═══ Available records ═══
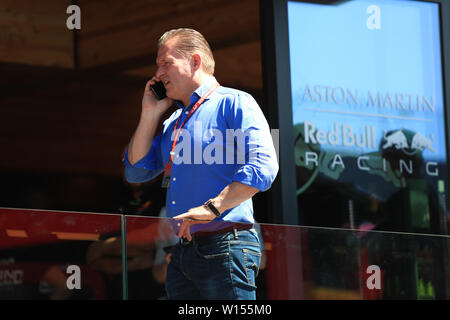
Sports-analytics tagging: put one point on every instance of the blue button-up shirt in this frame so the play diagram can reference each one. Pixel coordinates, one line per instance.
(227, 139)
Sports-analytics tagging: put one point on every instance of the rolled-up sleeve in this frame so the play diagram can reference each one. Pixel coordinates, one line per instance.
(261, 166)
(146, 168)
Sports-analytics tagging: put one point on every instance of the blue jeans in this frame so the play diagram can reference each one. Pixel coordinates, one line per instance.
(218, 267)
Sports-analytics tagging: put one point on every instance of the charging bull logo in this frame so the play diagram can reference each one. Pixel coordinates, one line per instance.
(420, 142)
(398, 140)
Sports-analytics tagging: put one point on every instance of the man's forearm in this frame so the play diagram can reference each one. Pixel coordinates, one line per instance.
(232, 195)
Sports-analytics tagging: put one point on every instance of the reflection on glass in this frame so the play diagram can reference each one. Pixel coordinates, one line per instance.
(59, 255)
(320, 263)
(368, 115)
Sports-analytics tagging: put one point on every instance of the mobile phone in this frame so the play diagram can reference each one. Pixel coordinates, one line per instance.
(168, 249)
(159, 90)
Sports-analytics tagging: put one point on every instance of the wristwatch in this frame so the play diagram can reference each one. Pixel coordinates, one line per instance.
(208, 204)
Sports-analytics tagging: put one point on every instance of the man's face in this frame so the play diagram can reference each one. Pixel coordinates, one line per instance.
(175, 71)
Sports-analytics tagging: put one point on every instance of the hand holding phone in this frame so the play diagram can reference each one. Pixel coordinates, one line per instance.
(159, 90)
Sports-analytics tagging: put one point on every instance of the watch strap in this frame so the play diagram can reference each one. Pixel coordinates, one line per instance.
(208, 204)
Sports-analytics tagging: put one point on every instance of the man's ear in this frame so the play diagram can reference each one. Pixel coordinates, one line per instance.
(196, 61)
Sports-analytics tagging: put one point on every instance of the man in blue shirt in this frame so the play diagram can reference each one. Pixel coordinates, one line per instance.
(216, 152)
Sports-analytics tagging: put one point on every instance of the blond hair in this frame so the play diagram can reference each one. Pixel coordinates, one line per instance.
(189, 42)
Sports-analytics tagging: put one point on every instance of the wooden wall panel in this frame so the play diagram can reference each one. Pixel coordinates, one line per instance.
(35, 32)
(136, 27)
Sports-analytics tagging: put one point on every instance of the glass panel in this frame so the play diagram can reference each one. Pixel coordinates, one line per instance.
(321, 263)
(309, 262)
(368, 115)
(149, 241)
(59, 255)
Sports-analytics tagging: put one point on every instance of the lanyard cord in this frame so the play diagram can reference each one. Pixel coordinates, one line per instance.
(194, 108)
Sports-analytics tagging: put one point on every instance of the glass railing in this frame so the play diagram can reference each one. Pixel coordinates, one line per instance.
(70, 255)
═══
═══ Available records ═══
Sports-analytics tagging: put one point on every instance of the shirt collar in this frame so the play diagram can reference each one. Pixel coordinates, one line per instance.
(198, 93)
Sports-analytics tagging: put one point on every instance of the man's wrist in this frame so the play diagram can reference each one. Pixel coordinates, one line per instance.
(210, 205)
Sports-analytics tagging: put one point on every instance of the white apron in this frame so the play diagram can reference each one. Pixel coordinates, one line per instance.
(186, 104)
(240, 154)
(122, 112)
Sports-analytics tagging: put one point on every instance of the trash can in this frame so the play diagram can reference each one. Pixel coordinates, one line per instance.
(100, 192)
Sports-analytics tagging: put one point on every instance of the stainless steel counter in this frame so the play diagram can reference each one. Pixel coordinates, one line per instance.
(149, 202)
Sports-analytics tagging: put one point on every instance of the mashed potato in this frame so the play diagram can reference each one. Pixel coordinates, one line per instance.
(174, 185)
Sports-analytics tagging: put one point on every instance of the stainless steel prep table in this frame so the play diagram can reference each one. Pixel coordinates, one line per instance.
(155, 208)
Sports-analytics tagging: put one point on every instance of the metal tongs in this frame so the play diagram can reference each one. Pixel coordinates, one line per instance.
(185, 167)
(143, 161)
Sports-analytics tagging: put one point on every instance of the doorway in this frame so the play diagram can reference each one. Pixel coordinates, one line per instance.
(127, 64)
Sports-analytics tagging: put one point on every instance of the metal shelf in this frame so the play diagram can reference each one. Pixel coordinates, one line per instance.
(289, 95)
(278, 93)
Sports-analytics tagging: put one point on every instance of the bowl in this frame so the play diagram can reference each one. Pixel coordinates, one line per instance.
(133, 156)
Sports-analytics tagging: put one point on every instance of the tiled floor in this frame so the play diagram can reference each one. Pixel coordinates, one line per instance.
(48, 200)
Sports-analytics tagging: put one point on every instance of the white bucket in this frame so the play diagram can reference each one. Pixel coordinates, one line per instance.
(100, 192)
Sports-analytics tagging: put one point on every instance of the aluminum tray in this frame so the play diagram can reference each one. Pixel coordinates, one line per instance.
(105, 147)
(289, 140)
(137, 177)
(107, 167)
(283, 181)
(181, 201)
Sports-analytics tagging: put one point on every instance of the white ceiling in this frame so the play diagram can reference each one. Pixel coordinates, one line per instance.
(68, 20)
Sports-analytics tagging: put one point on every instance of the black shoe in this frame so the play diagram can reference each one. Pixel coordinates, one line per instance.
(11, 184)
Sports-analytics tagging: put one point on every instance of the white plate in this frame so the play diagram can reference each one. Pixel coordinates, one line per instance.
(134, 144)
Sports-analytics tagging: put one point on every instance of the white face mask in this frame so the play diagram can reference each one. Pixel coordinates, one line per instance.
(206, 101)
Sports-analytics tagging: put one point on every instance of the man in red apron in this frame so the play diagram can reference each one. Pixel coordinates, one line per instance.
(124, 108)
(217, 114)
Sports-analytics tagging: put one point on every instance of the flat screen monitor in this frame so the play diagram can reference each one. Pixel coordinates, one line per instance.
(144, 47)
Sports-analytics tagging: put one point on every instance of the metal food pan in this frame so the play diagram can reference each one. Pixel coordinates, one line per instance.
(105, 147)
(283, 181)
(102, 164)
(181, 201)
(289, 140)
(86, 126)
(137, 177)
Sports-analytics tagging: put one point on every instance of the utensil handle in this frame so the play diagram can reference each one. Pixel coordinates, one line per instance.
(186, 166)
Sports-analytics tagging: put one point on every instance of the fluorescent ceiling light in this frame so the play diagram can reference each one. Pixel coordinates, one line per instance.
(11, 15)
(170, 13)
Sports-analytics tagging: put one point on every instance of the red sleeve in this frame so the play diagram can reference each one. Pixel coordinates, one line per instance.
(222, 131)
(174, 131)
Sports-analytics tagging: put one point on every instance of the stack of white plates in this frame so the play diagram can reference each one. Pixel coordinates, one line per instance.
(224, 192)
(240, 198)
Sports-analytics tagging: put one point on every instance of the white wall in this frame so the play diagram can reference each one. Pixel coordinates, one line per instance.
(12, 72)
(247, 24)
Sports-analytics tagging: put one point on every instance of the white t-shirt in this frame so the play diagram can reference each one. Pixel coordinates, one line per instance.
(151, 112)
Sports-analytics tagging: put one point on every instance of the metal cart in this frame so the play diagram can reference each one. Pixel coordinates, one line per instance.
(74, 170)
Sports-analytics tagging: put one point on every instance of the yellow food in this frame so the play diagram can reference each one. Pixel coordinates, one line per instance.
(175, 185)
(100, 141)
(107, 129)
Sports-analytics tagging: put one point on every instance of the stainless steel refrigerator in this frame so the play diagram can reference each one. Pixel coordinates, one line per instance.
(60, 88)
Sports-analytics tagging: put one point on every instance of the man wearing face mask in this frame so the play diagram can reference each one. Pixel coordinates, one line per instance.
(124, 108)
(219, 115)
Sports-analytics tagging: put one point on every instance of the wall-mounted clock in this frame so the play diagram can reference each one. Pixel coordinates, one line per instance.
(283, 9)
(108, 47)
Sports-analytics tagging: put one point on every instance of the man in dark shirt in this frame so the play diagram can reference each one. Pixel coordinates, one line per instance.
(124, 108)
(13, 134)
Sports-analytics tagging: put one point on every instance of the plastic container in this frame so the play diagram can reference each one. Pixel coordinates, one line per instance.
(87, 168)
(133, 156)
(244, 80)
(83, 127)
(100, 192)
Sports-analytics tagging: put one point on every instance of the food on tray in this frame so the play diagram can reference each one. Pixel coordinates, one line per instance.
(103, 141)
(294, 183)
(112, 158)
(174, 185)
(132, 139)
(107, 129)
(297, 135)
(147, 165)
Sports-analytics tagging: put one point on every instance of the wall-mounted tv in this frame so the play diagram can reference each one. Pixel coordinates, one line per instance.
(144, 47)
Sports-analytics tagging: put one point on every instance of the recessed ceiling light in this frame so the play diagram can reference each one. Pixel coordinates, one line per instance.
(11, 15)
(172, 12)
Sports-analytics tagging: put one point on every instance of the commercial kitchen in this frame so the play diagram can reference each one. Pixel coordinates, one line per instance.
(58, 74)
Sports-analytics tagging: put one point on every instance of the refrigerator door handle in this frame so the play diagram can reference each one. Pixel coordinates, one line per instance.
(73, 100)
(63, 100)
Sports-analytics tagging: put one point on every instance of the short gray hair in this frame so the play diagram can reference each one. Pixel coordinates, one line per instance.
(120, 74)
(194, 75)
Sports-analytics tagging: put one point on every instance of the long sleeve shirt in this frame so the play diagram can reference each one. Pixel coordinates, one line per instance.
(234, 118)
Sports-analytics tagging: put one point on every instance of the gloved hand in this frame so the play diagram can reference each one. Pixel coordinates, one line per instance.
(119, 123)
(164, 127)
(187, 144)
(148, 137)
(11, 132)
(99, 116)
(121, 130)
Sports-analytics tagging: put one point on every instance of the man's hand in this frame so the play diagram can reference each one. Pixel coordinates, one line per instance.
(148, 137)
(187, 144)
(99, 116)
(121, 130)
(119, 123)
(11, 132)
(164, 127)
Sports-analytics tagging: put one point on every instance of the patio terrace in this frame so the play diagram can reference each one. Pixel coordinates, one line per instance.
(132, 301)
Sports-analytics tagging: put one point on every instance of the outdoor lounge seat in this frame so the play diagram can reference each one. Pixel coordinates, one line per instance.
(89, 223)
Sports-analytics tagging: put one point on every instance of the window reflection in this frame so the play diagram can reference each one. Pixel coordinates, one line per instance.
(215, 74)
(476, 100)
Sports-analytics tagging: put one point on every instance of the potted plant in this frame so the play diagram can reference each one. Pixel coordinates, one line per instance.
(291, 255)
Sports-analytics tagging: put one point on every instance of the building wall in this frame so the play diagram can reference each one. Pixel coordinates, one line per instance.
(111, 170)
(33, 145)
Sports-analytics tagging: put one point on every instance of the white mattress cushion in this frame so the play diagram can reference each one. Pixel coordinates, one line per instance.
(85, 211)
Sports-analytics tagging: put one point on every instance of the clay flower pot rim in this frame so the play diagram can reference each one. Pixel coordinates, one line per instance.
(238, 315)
═══
═══ Available records ═══
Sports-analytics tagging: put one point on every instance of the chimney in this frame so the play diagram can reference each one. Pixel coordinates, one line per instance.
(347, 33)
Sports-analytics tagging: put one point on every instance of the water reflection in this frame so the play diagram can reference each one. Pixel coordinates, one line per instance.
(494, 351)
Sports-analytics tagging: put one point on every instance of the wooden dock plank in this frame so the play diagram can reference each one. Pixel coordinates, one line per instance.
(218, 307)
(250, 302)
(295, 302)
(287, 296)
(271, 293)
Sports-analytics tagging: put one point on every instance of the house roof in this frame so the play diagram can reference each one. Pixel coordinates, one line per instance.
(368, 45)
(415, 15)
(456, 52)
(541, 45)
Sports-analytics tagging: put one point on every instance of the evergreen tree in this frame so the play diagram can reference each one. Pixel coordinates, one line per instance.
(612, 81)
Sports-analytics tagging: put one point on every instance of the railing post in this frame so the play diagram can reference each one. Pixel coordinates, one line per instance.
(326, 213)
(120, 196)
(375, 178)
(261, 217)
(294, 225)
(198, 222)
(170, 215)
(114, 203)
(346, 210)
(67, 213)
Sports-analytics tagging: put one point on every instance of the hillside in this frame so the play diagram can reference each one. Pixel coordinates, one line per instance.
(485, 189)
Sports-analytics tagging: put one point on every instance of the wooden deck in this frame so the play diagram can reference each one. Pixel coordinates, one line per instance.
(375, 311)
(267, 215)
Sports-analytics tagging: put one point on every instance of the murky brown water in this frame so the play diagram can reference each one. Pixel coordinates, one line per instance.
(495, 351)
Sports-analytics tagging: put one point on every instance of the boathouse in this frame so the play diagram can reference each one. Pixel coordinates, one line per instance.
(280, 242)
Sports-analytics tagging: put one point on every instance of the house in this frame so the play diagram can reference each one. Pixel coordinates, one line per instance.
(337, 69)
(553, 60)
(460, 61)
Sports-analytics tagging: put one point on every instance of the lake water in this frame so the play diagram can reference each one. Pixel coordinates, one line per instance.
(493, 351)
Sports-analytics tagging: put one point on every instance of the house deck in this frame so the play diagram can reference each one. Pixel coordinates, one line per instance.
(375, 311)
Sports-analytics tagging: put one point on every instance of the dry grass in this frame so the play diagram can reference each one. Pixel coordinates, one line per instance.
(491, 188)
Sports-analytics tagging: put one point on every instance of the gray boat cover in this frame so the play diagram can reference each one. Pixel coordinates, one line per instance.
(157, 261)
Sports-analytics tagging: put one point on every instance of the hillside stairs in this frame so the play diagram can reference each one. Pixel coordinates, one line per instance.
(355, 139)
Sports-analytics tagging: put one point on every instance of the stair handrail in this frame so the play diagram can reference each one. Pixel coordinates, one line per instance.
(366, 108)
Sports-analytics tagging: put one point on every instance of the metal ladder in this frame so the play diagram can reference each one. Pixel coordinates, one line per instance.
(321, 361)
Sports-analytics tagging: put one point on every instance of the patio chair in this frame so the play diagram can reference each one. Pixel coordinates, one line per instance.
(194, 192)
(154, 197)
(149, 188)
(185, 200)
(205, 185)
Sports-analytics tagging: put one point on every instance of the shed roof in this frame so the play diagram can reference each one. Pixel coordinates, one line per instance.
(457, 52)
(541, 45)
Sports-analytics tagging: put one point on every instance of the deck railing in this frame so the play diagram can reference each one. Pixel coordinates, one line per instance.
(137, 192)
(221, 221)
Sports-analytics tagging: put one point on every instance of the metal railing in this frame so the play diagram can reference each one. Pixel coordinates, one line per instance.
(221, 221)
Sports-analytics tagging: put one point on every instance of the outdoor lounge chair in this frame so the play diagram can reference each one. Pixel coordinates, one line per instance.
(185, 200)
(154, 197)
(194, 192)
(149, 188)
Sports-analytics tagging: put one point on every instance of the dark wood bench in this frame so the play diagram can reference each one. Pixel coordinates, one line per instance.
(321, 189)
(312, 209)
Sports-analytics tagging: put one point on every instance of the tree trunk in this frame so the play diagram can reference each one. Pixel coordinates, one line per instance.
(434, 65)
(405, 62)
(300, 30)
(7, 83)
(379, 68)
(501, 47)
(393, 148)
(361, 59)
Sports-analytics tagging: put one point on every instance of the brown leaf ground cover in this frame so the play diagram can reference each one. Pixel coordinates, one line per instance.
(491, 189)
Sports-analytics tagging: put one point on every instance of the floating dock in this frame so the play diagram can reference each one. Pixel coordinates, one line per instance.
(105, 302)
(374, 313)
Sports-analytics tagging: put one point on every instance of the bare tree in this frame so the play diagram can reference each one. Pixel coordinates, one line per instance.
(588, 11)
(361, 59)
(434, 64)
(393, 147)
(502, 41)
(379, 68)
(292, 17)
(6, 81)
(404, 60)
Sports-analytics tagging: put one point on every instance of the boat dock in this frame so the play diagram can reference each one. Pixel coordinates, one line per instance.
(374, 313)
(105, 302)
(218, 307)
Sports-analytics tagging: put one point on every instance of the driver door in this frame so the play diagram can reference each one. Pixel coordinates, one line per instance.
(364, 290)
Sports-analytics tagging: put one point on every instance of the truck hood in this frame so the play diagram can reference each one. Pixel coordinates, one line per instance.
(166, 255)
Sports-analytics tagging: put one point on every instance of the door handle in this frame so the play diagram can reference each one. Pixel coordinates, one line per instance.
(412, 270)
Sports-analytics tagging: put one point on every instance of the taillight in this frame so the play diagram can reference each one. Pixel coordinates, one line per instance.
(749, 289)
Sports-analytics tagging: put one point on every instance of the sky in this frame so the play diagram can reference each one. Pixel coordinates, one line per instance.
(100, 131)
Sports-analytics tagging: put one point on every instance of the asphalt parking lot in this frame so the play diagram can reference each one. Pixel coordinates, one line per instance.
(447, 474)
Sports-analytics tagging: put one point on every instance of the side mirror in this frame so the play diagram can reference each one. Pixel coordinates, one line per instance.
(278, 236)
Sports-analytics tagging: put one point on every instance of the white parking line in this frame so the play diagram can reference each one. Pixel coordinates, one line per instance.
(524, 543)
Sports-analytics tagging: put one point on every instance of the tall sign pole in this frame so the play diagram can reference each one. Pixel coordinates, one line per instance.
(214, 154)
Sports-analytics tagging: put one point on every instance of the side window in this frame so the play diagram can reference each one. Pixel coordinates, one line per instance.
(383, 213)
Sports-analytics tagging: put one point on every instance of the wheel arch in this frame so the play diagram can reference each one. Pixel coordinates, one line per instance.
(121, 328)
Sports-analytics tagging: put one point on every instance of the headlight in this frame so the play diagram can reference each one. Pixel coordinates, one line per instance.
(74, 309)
═══
How many lines in the rows above contain the word "ceiling"? Reply with the number alone.

3